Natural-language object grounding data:
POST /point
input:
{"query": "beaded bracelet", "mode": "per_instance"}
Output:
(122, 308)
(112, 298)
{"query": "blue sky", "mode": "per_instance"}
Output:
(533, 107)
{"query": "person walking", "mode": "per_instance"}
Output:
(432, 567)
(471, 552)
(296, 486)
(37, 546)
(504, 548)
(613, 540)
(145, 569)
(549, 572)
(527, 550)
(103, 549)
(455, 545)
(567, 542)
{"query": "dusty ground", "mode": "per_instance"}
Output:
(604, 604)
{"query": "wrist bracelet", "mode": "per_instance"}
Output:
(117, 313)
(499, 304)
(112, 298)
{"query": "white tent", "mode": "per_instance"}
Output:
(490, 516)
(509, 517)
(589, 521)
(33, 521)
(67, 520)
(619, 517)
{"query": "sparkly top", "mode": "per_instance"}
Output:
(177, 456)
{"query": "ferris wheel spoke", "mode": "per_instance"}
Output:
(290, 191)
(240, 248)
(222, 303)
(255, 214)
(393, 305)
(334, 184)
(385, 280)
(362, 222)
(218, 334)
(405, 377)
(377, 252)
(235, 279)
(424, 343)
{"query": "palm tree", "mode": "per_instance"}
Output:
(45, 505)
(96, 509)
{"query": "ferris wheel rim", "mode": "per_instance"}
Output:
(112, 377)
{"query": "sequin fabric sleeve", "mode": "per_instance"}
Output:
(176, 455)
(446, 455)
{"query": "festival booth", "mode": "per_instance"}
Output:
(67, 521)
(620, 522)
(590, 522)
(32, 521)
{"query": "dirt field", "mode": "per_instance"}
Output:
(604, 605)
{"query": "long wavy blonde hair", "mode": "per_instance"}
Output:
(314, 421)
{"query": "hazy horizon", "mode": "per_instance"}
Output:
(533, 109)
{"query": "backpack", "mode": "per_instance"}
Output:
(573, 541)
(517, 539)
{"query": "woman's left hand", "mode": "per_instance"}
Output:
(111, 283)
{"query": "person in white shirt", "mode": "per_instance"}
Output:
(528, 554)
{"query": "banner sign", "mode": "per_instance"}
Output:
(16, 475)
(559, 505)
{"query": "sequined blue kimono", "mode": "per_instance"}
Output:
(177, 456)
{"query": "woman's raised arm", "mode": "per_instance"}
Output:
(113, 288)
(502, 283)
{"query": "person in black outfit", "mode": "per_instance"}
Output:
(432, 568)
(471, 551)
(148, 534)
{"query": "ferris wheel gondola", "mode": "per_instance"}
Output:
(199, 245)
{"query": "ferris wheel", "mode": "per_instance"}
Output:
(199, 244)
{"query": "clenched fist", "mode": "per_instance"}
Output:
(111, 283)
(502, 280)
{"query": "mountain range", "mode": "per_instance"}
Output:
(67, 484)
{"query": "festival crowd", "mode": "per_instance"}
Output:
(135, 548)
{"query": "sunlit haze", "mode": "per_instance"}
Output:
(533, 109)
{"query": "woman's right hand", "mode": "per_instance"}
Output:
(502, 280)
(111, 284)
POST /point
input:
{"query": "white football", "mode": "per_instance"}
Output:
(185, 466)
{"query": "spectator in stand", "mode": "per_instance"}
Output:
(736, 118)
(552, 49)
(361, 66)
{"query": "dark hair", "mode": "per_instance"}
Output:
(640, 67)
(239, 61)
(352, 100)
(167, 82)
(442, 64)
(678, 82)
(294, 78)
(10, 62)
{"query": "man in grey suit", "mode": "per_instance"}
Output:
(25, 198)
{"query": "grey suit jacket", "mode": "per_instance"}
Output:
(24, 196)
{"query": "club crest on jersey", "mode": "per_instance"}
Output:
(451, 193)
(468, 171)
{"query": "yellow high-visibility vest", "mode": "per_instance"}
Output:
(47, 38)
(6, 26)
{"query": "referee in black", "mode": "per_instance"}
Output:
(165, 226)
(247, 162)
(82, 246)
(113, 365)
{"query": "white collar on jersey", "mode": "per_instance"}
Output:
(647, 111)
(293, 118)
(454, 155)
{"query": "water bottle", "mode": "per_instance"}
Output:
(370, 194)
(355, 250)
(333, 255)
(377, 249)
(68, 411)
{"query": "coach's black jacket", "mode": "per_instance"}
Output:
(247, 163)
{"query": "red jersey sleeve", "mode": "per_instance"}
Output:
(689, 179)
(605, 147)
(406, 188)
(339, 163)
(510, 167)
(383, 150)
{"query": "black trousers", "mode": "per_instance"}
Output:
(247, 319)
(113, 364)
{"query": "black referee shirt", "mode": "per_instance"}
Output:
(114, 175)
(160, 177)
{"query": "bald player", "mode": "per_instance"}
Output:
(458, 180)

PROMPT. Would you please copy all lines in the data that contain the word "festival"?

ANSWER TO THE PROBLEM.
{"query": "festival booth", "mode": "per_instance"}
{"query": "festival crowd", "mode": "per_instance"}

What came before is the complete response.